• [What to produce]: Format the data as a JSON list of strings, one string per line and no blank lines, starting with the line that contains "of the teal" and going on through the last line of the data.

• [Data rows]:
------

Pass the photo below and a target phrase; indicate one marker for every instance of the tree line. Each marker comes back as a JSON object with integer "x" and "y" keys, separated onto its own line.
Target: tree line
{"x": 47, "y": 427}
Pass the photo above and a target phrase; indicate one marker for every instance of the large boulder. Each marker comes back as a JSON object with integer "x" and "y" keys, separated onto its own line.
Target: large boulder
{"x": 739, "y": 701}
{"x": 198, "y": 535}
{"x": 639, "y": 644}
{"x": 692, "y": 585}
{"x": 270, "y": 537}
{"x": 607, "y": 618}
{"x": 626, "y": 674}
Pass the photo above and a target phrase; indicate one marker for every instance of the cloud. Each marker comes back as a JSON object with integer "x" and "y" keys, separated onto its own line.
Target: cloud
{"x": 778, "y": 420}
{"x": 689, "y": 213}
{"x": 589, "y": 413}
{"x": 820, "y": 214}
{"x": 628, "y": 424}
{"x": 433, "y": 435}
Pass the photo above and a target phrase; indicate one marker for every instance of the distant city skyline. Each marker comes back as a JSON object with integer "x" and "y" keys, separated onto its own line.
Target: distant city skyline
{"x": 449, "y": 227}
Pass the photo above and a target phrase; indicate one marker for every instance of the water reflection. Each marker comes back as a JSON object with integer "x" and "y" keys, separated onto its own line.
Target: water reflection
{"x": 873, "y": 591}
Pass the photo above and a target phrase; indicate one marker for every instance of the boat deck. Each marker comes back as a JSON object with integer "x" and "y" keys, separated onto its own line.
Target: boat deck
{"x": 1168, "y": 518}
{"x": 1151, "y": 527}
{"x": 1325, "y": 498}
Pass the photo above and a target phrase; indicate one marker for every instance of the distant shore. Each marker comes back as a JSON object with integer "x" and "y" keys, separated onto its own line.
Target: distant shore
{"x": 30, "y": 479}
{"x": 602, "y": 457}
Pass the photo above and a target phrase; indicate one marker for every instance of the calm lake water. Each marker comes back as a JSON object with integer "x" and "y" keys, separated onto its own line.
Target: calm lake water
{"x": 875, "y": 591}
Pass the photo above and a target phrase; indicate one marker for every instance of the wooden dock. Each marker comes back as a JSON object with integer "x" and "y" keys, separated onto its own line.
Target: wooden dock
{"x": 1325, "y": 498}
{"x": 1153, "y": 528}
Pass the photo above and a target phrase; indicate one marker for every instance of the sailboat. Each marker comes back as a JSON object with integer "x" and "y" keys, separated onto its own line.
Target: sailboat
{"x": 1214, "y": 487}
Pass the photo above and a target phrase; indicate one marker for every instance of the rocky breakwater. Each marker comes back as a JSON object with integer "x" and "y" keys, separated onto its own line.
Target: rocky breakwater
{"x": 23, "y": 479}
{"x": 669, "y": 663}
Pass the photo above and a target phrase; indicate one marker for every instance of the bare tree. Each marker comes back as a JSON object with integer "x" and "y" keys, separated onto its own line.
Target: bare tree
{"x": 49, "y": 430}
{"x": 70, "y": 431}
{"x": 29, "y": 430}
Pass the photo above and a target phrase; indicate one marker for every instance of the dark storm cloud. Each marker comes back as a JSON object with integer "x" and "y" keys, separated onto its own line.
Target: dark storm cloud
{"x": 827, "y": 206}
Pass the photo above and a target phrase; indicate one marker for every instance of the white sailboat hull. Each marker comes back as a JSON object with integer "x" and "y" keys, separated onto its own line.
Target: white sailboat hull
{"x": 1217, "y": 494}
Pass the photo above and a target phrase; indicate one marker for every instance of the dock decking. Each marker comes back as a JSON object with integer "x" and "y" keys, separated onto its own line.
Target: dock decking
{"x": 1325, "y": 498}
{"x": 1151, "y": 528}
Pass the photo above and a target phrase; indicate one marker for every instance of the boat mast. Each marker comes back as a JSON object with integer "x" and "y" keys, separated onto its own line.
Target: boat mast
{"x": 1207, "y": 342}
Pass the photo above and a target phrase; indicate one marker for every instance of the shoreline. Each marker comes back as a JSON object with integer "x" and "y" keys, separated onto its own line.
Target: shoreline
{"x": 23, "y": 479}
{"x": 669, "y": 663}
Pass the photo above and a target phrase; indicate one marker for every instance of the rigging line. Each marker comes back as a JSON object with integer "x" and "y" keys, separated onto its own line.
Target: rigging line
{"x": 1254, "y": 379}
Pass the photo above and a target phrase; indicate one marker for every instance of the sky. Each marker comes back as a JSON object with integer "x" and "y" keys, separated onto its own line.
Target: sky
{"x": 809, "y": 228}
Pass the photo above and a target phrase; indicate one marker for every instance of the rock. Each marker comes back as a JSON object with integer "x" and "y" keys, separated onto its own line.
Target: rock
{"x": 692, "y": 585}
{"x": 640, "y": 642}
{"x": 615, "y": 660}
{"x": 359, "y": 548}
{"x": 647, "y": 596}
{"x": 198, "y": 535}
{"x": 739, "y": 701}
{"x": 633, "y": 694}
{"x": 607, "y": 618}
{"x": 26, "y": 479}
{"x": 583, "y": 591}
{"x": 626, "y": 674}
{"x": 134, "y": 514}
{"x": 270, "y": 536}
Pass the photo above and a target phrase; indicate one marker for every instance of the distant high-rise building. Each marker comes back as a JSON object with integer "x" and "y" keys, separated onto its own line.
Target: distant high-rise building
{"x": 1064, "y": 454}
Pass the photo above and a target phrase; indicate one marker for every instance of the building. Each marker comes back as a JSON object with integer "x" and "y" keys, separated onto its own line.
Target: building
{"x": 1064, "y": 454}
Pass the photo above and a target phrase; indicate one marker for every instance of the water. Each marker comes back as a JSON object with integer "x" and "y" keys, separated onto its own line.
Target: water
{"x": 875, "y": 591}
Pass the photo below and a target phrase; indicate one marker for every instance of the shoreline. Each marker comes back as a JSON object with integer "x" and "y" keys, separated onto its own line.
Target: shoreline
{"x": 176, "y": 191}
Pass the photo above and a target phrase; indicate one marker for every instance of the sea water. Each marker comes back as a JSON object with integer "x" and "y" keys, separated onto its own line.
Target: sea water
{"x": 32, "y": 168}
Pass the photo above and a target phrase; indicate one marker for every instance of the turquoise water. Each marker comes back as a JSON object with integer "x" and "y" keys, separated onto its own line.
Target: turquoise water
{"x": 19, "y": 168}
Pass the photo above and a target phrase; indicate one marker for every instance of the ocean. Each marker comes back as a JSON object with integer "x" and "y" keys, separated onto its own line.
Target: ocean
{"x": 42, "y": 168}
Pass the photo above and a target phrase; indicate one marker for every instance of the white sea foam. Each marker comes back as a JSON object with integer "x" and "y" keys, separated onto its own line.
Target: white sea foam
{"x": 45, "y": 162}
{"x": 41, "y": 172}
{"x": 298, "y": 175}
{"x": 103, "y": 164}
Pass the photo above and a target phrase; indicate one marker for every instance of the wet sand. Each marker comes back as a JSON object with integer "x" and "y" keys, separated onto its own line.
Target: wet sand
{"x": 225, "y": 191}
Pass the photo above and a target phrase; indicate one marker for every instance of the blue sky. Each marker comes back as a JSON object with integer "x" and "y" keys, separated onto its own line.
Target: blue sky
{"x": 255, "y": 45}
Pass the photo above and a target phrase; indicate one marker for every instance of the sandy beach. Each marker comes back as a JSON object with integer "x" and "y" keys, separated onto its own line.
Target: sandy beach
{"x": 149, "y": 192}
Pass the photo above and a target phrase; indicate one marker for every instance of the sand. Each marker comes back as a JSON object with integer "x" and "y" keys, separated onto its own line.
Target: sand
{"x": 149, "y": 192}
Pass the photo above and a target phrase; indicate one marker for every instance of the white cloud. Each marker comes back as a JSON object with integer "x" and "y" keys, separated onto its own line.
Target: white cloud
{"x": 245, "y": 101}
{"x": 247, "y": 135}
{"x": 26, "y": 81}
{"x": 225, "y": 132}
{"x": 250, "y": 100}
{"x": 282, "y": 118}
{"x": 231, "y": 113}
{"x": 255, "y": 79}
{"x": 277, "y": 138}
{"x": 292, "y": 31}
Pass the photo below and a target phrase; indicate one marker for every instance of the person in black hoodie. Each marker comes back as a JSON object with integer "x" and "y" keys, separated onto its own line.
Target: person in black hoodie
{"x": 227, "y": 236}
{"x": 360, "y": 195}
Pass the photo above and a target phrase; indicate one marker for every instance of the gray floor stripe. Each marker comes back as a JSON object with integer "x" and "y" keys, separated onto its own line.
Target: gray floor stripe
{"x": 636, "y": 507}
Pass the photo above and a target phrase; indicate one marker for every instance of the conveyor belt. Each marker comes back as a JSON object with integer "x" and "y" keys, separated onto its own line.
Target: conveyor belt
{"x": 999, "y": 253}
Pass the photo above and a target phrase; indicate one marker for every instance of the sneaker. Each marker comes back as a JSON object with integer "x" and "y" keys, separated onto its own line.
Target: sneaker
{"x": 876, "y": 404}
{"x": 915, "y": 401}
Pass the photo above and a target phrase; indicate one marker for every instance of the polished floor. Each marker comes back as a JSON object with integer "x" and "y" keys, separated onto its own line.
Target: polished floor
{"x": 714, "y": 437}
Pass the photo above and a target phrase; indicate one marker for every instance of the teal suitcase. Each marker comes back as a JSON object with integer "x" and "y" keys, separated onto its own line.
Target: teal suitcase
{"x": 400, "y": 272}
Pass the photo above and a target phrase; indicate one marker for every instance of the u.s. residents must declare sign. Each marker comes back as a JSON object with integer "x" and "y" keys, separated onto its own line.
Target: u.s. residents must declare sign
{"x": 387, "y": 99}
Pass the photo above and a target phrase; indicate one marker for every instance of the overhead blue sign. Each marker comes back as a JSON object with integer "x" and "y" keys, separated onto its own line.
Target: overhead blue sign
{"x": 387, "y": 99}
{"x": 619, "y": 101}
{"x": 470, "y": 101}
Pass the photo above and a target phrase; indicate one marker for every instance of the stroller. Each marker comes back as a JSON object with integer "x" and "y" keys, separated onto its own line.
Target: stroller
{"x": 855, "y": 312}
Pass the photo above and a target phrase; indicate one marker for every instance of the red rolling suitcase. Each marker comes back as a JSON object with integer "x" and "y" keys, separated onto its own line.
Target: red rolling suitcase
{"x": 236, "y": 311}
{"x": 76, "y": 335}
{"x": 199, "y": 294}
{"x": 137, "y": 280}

------

• [Correct output]:
[
  "Pass the photo above and a target phrase; indicate one marker for every instance of the teal suitcase. Each marker comes back as a JSON object with integer \"x\" and \"y\" keys, separated onto its own line.",
  "Target: teal suitcase",
  "{\"x\": 400, \"y\": 272}",
  "Pass the photo above and a target phrase; indicate one marker for every instance of the u.s. residents must declare sign. Each marker comes back as a JSON object with integer \"x\" and \"y\" keys, separated onto its own line.",
  "Target: u.s. residents must declare sign",
  "{\"x\": 387, \"y\": 99}",
  "Pass the photo above and a target phrase; indicate one marker for every instance of the overhead blue sign. Each marker comes back as a JSON object with integer \"x\" and \"y\" keys, separated onto its own line.",
  "Target: overhead blue sign",
  "{\"x\": 387, \"y\": 99}",
  "{\"x\": 619, \"y\": 101}",
  "{\"x\": 470, \"y\": 101}",
  "Pass the photo above and a target phrase; indicate one marker for every instance of the stroller. Each marker comes back as a JSON object with integer \"x\" and \"y\" keys, separated onto its own line.",
  "Target: stroller",
  "{\"x\": 855, \"y\": 312}",
  "Pass the photo above and a target phrase; indicate one marker for every instance of the red rolling suitcase. Each marker comes back as a JSON object with integer \"x\" and \"y\" keys, separated onto its own line.",
  "Target: red rolling suitcase",
  "{\"x\": 236, \"y\": 311}",
  "{\"x\": 76, \"y\": 335}",
  "{\"x\": 199, \"y\": 294}",
  "{\"x\": 137, \"y\": 280}"
]